Your goal — Reproduce the following post on cultural diligence in mergers word for word, from its title through its last bullet.

Begin Selected excerpt

Cultural Diligence in Mergers: Make it a Priority

Make cultural diligence a priority to ensure that culture enables, rather than detracts from, merger success.  These fundamentals, reinforced in content from earlier posts, are crucial in the strategy and early deal stages.

Start with culture capability

How do your executive and deal teams stack up on culture capability basics? If you can’t answer and emphatic “yes” to the following four questions work remains to be done.

  • Can every team member articulate clearly your organisation’s business strategy?
  • Can every member articulate clearly your deal rationale, strategy and approach, in the context of the business strategy?
  • Is there at least one deal team member that can communicate effectively with the others about your own organisation’s culture – current situation and future desired culture?
  • Does everyone on the team understand the effect organisation culture will have on business and deal outcomes?

It is important that deal team members know what to look out for culturally – ideally before any interactions between deal team members and a potential partner take place, but certainly before formal diligence begins. Make sure that everyone can complete the following sentences before turning them loose!

  • Cultural impact “We are looking for evidence that a partner will not impede and, ideally, will speed up progress towards our future desired culture. Specifically…”
  • Cultural fit “We are looking for evidence of enough common ground in values and core beliefs to suggest we will be able to work together effectively. Specifically…”
  • Culture capability “We are looking for evidence that leaders take accountability for their actions, are principled, open, and show an appreciation for the importance of how work gets done, as much as that it does…”

End Selected excerpt
Begin Recorded data

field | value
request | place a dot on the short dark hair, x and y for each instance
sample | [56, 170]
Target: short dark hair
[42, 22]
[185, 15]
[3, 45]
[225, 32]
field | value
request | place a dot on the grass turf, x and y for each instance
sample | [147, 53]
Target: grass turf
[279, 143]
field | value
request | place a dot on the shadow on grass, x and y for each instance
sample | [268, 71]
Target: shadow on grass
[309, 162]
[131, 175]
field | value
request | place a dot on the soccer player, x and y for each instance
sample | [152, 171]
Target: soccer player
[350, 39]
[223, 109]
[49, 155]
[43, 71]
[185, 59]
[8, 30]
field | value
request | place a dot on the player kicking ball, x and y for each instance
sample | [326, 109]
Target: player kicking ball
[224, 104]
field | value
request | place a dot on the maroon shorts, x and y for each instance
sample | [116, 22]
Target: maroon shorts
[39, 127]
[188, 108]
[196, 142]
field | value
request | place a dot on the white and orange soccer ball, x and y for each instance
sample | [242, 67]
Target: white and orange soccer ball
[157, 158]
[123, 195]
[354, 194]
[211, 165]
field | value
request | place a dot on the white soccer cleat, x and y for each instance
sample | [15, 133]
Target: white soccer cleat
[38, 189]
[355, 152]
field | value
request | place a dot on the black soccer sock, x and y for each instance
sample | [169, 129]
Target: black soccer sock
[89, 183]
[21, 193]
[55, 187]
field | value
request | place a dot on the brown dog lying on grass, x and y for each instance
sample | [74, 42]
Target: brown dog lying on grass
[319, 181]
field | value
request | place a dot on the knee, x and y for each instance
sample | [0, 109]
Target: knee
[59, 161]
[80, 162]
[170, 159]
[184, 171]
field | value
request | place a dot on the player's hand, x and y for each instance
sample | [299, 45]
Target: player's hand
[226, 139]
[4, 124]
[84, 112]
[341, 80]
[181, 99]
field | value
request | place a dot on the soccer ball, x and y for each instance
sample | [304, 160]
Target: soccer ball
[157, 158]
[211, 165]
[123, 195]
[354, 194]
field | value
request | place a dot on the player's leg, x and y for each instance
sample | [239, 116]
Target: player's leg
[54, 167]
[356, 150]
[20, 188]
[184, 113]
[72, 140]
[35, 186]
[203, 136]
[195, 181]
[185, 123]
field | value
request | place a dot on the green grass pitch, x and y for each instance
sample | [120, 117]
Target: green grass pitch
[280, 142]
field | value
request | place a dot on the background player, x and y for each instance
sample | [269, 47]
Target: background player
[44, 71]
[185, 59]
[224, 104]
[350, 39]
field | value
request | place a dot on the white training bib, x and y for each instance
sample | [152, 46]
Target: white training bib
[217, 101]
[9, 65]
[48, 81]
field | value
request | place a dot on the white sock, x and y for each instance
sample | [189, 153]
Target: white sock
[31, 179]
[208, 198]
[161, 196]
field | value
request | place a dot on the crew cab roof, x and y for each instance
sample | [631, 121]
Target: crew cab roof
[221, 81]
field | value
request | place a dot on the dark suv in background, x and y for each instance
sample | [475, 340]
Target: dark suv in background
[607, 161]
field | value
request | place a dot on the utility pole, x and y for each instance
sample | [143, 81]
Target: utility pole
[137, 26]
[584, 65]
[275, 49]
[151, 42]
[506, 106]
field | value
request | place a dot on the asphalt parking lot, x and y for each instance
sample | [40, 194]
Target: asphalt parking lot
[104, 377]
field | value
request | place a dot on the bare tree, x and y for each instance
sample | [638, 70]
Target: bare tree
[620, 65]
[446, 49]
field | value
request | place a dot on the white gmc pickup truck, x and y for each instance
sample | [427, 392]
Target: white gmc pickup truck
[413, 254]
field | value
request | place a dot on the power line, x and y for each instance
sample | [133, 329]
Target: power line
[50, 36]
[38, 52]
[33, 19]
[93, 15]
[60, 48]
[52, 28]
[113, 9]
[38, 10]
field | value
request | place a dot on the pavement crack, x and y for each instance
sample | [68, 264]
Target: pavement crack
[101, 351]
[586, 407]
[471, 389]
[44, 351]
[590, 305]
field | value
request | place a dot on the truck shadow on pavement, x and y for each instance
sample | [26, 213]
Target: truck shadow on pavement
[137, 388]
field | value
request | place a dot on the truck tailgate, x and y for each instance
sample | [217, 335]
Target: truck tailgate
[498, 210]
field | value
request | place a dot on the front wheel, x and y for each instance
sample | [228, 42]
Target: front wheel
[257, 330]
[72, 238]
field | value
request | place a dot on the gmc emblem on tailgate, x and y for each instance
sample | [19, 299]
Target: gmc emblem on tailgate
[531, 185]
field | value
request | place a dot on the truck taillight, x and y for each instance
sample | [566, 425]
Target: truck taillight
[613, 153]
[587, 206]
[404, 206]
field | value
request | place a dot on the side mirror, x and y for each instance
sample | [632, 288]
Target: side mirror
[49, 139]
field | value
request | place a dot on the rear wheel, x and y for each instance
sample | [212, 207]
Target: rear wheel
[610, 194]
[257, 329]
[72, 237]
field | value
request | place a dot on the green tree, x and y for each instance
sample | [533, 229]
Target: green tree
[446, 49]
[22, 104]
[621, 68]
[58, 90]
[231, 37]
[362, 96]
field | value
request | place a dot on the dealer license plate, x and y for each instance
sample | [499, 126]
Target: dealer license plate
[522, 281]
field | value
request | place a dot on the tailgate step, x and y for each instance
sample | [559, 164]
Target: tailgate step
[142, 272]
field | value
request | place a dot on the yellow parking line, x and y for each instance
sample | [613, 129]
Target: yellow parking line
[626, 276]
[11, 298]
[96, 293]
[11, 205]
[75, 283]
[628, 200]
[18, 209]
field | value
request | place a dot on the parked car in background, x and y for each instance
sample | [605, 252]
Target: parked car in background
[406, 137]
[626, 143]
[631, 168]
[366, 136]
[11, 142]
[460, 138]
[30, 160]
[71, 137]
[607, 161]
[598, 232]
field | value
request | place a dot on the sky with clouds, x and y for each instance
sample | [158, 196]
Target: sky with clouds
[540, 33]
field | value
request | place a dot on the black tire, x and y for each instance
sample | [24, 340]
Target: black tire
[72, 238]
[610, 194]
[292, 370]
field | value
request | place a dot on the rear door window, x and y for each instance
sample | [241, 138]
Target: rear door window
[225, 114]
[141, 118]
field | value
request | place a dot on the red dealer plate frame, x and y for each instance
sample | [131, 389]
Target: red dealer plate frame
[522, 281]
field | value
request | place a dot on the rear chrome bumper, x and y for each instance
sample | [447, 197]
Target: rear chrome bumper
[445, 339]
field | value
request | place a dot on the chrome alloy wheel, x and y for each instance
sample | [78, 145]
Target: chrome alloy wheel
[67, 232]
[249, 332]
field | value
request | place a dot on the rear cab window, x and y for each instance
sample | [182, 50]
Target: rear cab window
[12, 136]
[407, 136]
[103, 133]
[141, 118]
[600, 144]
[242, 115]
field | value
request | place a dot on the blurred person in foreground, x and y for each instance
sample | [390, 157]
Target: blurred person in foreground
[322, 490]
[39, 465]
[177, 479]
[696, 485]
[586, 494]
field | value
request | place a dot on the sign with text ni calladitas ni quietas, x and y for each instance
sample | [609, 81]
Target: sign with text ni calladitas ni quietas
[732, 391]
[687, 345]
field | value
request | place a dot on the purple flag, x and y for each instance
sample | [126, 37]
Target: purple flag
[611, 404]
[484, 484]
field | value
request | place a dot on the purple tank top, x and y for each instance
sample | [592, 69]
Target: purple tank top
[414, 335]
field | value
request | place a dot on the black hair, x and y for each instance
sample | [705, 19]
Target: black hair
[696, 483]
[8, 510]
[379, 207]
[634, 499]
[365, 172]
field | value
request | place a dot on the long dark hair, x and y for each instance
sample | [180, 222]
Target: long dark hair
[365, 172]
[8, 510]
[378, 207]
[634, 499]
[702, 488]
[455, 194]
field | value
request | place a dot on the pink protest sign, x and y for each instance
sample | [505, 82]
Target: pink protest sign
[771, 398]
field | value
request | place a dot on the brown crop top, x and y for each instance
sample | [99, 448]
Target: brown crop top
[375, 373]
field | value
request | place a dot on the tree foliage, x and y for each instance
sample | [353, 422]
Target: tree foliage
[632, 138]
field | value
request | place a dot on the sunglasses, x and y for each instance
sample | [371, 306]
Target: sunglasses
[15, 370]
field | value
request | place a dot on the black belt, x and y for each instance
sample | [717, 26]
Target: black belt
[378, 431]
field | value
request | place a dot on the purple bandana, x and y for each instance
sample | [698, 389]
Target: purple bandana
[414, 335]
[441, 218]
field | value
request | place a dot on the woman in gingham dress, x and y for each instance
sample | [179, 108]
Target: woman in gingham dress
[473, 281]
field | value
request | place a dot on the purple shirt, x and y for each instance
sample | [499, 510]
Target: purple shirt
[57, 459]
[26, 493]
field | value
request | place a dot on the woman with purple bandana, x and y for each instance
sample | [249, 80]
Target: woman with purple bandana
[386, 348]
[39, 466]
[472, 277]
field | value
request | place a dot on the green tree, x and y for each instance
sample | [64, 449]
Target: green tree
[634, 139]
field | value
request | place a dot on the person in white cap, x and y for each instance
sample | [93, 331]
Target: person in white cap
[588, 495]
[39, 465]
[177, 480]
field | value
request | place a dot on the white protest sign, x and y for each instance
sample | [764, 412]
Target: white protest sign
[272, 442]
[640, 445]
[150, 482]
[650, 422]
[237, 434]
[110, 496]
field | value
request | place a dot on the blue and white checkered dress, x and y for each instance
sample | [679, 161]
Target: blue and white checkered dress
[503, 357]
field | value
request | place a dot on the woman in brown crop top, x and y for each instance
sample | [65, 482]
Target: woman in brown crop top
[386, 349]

End Recorded data

Written solution —
Cultural Diligence in Mergers: Make it a Priority

Make cultural diligence a priority to ensure that culture enables, rather than detracts from, merger success.  These fundamentals, reinforced in content from earlier posts, are crucial in the strategy and early deal stages.

Start with culture capability

How do your executive and deal teams stack up on culture capability basics? If you can’t answer and emphatic “yes” to the following four questions work remains to be done.

  • Can every team member articulate clearly your organisation’s business strategy?
  • Can every member articulate clearly your deal rationale, strategy and approach, in the context of the business strategy?
  • Is there at least one deal team member that can communicate effectively with the others about your own organisation’s culture – current situation and future desired culture?
  • Does everyone on the team understand the effect organisation culture will have on business and deal outcomes?

It is important that deal team members know what to look out for culturally – ideally before any interactions between deal team members and a potential partner take place, but certainly before formal diligence begins. Make sure that everyone can complete the following sentences before turning them loose!

  • Cultural impact “We are looking for evidence that a partner will not impede and, ideally, will speed up progress towards our future desired culture. Specifically…”
  • Cultural fit “We are looking for evidence of enough common ground in values and core beliefs to suggest we will be able to work together effectively. Specifically…”
  • Culture capability “We are looking for evidence that leaders take accountability for their actions, are principled, open, and show an appreciation for the importance of how work gets done, as much as that it does…”